#### Job:
Copy out the whole oxygen detector passage word for word.

#### Source extract:
###

The test body is constructed of two hollow
glass spheres forming a dumbbell shape.
They are filled and sealed with pure, dry
nitrogen. Around the test body, a titanium wire
is chemically etched in order to form a
feedback loop that can create a counteracting
magnetic force to the test body displacement
caused by oxygen concentration in the test
assembly magnetic field.
Attached to the center arm of the test body
dumbbell is a diamond-shaped mirror.
Attached to the mirror are two separate
platinum wires in tension with the supports for
the test body. The supports are isolated from
ground and are electrically connected to the
feedback loop and the electronics for that
loop. The platinum wires form a fulcrum
around which the test body pivots.
The detector operates in the following fashion.
If the sample gas contains oxygen, it collects
in the non-uniform magnetic field around the
test body. Oxygen, because of its
paramagnetic qualities, gathers along the
magnetic lines of flux and forces the dumbbell
of the test body out of the magnetic field.
A light source is focused on the test body
mirror. As the test body moves out of the
magnetic field, the mirror distributes light
unevenly on two photocells (BT1 and BT2).
The photocells create a potential at
comparator U1. The output of U1 goes to U2.

###

#### Given data:
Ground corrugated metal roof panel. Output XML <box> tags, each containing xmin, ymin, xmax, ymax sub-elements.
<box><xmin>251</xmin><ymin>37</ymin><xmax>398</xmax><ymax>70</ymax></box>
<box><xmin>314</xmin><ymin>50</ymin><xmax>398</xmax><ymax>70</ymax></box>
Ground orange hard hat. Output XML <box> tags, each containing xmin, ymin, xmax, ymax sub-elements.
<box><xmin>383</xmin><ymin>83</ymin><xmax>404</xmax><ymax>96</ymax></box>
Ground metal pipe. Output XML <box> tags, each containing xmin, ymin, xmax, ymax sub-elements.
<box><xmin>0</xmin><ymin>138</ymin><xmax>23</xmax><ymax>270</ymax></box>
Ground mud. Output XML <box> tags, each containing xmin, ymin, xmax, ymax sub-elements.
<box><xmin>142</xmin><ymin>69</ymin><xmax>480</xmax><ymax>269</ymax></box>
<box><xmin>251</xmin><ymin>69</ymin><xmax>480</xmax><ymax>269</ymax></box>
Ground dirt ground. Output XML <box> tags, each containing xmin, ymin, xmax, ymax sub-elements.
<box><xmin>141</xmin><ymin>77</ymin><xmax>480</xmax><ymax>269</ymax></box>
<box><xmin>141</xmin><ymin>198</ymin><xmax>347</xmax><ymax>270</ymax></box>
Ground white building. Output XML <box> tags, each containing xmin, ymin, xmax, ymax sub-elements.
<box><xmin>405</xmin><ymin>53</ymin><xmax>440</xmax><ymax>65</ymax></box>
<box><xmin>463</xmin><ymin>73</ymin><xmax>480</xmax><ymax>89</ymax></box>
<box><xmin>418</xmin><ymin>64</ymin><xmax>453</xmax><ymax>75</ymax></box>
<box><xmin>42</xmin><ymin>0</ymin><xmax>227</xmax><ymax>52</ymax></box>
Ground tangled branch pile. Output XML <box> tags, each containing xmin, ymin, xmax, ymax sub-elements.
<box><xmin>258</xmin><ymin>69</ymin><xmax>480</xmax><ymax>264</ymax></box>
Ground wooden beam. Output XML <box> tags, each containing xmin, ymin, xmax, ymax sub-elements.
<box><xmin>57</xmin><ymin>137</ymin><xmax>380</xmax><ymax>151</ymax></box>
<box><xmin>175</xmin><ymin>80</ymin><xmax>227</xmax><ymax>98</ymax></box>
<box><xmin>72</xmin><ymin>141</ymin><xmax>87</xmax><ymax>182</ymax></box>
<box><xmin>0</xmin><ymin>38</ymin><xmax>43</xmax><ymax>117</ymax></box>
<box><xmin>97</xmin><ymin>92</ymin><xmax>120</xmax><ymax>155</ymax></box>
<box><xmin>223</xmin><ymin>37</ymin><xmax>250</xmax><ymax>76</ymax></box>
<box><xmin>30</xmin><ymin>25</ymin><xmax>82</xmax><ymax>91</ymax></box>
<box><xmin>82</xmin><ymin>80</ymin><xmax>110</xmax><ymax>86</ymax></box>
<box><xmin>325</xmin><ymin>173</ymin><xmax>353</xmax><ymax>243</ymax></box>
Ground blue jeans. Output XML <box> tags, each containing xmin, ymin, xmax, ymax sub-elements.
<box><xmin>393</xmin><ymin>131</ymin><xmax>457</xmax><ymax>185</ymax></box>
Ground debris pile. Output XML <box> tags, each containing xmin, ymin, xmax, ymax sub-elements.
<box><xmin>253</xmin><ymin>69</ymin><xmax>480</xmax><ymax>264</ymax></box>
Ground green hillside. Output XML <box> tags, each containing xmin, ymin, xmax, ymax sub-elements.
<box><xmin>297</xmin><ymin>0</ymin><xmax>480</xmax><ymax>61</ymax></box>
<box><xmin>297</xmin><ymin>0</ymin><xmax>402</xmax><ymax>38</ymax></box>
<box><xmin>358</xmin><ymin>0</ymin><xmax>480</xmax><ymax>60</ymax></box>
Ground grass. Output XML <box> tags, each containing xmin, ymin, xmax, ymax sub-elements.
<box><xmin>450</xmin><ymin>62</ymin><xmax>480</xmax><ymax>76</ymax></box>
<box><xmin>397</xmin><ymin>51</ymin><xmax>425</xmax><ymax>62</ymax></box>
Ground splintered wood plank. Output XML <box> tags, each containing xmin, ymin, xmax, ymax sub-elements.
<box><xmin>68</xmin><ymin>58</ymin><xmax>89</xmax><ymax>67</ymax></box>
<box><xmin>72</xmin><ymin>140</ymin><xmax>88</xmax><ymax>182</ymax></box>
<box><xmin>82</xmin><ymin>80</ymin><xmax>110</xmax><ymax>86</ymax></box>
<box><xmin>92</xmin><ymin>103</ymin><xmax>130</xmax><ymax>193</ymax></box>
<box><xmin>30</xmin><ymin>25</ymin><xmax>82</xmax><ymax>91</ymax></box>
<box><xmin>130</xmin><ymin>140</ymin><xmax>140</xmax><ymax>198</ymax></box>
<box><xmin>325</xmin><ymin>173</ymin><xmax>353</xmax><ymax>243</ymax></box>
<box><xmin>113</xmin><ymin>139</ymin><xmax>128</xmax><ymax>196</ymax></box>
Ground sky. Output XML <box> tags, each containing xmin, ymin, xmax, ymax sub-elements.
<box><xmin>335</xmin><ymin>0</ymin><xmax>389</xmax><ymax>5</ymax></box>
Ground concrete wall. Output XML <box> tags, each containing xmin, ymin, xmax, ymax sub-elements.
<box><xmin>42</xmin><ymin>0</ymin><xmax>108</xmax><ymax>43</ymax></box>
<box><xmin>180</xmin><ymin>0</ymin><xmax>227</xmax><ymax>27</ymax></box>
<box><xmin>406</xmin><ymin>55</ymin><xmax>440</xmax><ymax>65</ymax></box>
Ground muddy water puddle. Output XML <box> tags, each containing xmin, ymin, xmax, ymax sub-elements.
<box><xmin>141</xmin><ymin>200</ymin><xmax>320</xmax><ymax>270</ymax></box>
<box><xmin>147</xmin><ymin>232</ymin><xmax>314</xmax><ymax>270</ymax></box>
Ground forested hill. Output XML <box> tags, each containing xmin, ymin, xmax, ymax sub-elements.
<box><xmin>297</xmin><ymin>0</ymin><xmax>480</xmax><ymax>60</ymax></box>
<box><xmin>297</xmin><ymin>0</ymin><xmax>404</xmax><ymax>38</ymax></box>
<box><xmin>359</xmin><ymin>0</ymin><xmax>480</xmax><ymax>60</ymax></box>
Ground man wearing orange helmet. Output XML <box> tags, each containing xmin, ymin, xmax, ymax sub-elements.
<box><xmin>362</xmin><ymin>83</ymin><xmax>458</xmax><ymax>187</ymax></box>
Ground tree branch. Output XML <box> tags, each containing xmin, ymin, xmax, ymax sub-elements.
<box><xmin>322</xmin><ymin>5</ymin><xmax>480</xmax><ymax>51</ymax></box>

###

#### Result of this exercise:
The test body is constructed of two hollow
glass spheres forming a dumbbell shape.
They are filled and sealed with pure, dry
nitrogen. Around the test body, a titanium wire
is chemically etched in order to form a
feedback loop that can create a counteracting
magnetic force to the test body displacement
caused by oxygen concentration in the test
assembly magnetic field.
Attached to the center arm of the test body
dumbbell is a diamond-shaped mirror.
Attached to the mirror are two separate
platinum wires in tension with the supports for
the test body. The supports are isolated from
ground and are electrically connected to the
feedback loop and the electronics for that
loop. The platinum wires form a fulcrum
around which the test body pivots.
The detector operates in the following fashion.
If the sample gas contains oxygen, it collects
in the non-uniform magnetic field around the
test body. Oxygen, because of its
paramagnetic qualities, gathers along the
magnetic lines of flux and forces the dumbbell
of the test body out of the magnetic field.
A light source is focused on the test body
mirror. As the test body moves out of the
magnetic field, the mirror distributes light
unevenly on two photocells (BT1 and BT2).
The photocells create a potential at
comparator U1. The output of U1 goes to U2.